__TASKS FOR THIS EXERCISE__:
1. In the article on China's medical care guidance, which body issued the guidance?
2. Transcribe the portion of the article on China's medical care guidance that starts with "These regulations are for long-term deployment and quality" and goes on through "use of drugs.".

*** SELECTED EXTRACT ***

- The National Health Commission (NHC) of China has issued wide-sweeping guidance on medical care behavior and management, with a focus on accountability and reasonable and rational drug use that promotes increased adherence to national regulations
- All in all, the guidelines aim to strengthen medical behavior and management, further standardize medical behavior, and enhance overall planning and implementation of organizational measures in both day-to-day operations and in the long-term
- Through electronic record-keeping, these regulations are for long-term deployment and oversee resource-sharing among hospitals, rational drug use, adherence to national treatment guidelines, adopted clinical pathways in Class 3 and 2 hospitals, and health technology assessment
BEIJING, China – The National Health Commission (NHC) of China has issued wide-sweeping guidance on medical care behavior and management, with a focus on accountability and reasonable and rational drug use that promotes increased adherence to national regulations.
All in all, the guidelines aim to strengthen medical behavior and management, further standardize medical behavior, and enhance overall planning and implementation of organizational measures related to resource-sharing and inspection.
These regulations are for long-term deployment and quality control to best manage resources. Medical institutions must implement and abide by national treatment and diagnosis guidelines and promote the rational use of drugs.

*** EXTRACTED MATERIAL ***

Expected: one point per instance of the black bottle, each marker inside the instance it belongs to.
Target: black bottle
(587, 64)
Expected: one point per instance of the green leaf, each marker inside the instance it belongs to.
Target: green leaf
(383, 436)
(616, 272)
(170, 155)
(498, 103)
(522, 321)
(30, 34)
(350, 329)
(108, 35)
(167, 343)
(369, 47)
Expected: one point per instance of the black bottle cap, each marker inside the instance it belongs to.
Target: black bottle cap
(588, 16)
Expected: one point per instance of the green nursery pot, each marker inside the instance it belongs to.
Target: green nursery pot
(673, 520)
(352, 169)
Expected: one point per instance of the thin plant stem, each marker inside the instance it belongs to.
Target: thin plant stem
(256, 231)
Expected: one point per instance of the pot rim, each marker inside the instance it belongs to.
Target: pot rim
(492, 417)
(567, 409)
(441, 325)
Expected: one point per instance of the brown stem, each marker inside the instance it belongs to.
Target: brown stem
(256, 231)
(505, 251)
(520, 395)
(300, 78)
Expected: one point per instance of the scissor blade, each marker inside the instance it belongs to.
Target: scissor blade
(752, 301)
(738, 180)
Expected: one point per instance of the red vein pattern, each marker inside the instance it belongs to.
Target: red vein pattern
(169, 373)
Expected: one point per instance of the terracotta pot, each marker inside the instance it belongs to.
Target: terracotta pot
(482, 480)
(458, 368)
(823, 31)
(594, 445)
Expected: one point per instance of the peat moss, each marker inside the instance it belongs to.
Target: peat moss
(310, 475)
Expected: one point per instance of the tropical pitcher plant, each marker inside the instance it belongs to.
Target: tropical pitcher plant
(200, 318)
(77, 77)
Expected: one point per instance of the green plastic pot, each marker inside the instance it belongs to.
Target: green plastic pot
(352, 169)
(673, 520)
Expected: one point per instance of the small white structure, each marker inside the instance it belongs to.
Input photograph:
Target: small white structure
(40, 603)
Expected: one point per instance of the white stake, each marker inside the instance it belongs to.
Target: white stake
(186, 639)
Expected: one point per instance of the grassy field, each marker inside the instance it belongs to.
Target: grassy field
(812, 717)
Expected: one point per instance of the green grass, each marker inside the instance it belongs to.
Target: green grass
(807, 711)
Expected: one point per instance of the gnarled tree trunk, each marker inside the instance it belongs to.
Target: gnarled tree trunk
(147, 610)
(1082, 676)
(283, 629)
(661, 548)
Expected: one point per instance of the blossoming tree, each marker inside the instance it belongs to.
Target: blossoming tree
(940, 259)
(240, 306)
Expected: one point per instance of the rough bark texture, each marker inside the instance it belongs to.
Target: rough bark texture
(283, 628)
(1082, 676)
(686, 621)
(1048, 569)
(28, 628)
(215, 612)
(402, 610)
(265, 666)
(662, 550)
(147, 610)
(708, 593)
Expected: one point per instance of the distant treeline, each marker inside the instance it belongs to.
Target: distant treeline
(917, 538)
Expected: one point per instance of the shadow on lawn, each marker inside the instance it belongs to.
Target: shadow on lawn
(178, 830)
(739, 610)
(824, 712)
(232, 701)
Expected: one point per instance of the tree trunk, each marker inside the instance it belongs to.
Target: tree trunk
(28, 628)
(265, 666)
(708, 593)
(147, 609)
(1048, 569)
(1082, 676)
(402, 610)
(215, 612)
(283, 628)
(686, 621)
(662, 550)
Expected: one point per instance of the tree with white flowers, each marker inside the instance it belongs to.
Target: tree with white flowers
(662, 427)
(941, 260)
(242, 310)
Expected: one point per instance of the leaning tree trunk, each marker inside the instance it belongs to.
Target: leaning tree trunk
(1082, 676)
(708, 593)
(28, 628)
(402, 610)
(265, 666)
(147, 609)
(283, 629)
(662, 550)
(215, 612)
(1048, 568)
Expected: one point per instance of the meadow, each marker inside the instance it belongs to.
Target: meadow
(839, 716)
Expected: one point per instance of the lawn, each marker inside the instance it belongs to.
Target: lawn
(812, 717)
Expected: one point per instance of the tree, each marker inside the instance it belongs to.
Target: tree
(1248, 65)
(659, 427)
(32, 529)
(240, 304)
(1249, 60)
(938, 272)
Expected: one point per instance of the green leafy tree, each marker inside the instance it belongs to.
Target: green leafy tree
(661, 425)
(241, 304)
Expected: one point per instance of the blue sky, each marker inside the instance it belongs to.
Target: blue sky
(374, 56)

***

__EXPECTED RESULTS__:
1. The National Health Commission (NHC) of China.

2.
These regulations are for long-term deployment and quality control to best manage resources. Medical institutions must implement and abide by national treatment and diagnosis guidelines and promote the rational use of drugs.